> TASK INSTRUCTIONS
Copy the rows below word for word, from the line containing "Locate the eye and" through the line containing "column 164, row 47", including both of those lines.

> SOURCE RECORDS
************

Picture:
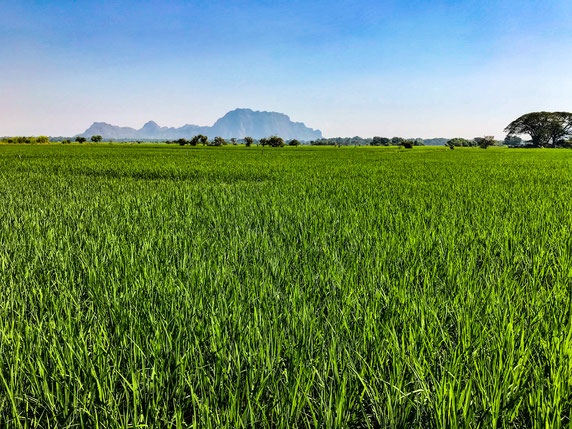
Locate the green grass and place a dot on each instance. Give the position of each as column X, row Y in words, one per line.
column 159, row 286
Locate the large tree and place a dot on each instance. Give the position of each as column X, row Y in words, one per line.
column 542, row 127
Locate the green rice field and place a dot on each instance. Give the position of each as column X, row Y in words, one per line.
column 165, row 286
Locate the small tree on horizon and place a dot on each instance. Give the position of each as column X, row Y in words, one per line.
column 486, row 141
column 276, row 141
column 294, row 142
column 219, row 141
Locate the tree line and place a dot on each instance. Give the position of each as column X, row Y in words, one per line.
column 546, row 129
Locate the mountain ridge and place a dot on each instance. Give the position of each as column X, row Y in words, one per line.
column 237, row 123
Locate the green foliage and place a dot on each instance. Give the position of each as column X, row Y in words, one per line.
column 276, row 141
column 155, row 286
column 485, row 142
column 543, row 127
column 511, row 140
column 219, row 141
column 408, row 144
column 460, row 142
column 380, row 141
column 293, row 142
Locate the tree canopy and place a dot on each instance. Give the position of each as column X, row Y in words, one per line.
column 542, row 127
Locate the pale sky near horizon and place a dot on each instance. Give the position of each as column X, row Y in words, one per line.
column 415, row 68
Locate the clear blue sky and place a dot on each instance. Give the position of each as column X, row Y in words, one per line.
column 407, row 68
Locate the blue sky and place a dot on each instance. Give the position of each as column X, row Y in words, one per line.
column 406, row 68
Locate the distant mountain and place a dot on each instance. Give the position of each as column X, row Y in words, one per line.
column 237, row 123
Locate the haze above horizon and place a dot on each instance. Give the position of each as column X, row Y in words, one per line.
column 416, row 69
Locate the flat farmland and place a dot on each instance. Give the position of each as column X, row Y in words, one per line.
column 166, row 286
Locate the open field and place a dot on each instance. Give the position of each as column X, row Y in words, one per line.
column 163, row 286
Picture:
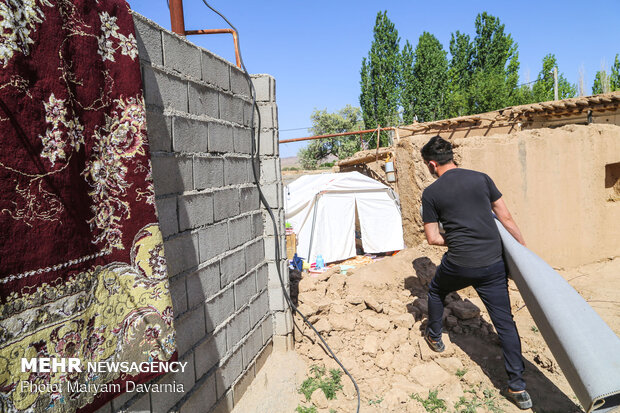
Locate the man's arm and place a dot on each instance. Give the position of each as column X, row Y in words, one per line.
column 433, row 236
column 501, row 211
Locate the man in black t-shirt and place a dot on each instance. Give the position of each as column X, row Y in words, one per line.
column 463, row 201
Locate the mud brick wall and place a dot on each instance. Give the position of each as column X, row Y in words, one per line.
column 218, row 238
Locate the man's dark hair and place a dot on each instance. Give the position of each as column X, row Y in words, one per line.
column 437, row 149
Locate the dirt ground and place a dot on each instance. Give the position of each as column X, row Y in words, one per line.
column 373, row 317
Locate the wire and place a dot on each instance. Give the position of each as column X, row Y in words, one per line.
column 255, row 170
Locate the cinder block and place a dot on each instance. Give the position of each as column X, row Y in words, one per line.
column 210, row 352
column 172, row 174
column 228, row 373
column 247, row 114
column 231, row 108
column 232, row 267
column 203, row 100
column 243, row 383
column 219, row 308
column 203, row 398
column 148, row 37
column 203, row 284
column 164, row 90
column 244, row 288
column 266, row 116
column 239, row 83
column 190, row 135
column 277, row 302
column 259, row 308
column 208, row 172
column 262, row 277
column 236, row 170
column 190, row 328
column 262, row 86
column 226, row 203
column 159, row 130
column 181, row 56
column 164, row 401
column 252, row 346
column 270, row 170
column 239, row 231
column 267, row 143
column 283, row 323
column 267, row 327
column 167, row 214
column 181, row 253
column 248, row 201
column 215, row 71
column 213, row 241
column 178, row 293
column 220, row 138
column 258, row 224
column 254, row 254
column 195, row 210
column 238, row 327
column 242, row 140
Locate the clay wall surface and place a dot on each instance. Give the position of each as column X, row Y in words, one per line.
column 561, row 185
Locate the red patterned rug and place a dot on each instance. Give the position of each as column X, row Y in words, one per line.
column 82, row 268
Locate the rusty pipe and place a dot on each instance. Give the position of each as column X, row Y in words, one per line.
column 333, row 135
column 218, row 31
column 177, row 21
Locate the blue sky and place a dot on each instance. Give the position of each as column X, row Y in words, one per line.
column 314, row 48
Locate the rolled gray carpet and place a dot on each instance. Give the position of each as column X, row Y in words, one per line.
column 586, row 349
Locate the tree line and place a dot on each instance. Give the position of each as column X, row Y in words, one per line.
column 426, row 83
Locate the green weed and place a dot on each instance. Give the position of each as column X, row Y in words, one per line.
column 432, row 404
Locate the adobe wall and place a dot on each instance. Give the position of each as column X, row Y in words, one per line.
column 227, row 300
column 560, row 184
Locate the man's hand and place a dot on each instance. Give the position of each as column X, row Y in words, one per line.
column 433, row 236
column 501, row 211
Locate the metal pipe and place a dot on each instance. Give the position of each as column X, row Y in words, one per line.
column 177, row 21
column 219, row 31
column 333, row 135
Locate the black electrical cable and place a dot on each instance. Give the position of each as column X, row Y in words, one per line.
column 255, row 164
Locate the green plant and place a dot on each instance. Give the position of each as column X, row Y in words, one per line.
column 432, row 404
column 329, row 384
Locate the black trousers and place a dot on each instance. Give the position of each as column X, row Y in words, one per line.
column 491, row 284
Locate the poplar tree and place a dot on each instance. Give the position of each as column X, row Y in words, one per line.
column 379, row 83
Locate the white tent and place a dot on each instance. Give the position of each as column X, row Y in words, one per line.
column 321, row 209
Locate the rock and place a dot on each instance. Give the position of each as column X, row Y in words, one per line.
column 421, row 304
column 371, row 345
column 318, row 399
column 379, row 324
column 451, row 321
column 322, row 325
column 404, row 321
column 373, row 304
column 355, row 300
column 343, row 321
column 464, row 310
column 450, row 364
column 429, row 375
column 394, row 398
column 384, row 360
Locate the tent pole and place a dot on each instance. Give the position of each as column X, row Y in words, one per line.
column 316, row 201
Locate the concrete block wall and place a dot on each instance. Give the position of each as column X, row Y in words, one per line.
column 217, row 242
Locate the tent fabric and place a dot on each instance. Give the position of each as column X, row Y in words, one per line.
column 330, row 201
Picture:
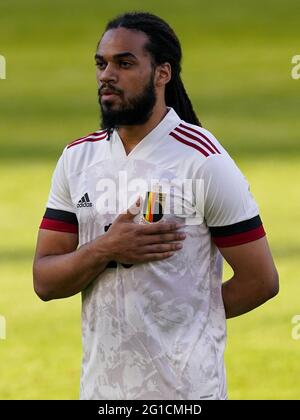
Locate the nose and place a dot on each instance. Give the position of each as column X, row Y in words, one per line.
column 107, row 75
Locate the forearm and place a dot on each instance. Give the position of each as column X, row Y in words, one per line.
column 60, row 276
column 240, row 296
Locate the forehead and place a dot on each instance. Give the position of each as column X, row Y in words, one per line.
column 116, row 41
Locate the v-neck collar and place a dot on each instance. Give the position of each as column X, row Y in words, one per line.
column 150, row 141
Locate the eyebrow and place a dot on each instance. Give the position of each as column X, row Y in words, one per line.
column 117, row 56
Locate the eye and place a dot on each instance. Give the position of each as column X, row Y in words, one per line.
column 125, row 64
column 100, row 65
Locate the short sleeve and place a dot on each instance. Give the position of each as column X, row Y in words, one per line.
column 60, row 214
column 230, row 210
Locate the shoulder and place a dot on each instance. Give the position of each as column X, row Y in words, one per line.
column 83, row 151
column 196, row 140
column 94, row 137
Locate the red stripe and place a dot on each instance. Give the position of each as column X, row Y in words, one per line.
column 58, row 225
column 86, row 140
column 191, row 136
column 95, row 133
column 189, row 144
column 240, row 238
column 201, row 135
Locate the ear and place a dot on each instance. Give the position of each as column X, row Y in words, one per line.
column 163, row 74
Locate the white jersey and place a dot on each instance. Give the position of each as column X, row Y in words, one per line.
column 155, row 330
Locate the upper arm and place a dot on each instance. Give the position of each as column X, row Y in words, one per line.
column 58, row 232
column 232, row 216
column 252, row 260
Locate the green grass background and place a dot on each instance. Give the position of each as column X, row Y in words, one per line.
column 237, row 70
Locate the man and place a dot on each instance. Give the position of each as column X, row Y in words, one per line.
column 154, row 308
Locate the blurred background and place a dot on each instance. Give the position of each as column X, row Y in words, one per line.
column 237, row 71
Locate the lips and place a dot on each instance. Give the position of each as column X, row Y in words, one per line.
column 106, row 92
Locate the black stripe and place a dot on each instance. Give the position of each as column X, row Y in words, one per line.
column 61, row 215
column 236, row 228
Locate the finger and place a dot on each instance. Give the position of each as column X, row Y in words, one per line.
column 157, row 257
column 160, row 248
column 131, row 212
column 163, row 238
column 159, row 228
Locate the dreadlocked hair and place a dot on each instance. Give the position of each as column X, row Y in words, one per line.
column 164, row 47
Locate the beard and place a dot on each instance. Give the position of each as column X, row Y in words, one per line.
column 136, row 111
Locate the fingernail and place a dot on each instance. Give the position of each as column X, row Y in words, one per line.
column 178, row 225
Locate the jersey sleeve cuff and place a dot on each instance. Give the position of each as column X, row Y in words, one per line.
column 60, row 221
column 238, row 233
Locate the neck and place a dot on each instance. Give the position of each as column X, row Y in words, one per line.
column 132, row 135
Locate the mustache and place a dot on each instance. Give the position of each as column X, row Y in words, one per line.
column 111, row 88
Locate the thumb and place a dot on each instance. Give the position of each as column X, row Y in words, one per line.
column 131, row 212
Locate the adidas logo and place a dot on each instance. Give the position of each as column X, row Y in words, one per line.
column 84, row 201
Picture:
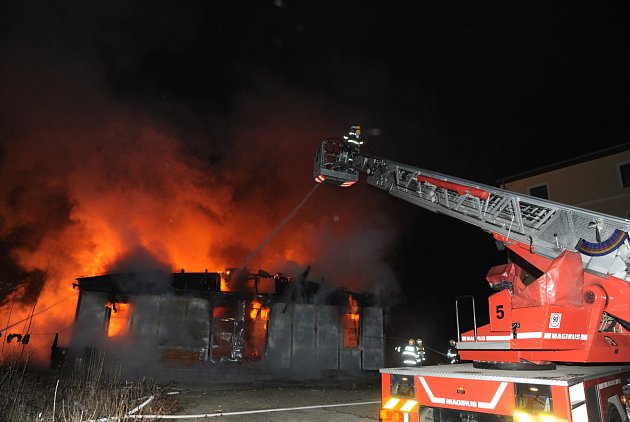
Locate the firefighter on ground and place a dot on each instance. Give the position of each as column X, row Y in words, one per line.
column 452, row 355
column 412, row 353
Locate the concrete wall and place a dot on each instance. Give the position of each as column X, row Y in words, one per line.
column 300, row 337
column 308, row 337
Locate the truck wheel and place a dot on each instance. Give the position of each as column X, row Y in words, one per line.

************

> WORKED ANSWER
Locate the eye and place a dot on each instance. Give the position of each as column X, row Y in words, one per line.
column 125, row 64
column 100, row 65
Locate the short sleeve and place a dot on each instance. Give the position of each as column X, row Y in words, one per line.
column 60, row 214
column 230, row 210
Locate the shoulder and place a dot on each instance. Give the position of each as column X, row Y in words, one per line.
column 83, row 151
column 196, row 140
column 94, row 137
Locate the red stripe and place a dot on each instance. Give the position of each as column X, row Y in words, one per line.
column 58, row 225
column 86, row 140
column 191, row 136
column 95, row 133
column 189, row 144
column 240, row 238
column 201, row 135
Locate the ear and place a dot on each instance. Give the position of each as column X, row Y in words, one per line.
column 163, row 74
Locate the white jersey and place a dot on each instance. Give the position of each as column X, row Y in words, one per line.
column 155, row 330
Locate the upper arm and place a dot on each instance. Give the position of each as column X, row Y in words, one per line.
column 58, row 232
column 232, row 216
column 252, row 260
Locate the green grass background and place a dot on each instance. Give the position of each as column X, row Y in words, one per line.
column 237, row 70
Locate the man and place a dot on each instance. Give the position of each as column X, row Y in words, one per line.
column 154, row 308
Locate the blurred background and place a dot on each instance. Give the position of each as column X, row Y in words, one per line.
column 237, row 71
Locate the lips and place a dot on each instance. Give the position of each as column X, row Y in words, one per line.
column 106, row 92
Locate the black stripe and place a dot on each instance. Give the position of each as column X, row Y in words, one per line.
column 61, row 215
column 236, row 228
Locate the finger and place a dot on each instance. Give the position of each as column X, row Y in words, one per line.
column 157, row 257
column 160, row 248
column 131, row 212
column 163, row 238
column 159, row 228
Locate the dreadlocked hair and place a dot on each instance. Give the position of each as column X, row Y in words, one per line.
column 164, row 47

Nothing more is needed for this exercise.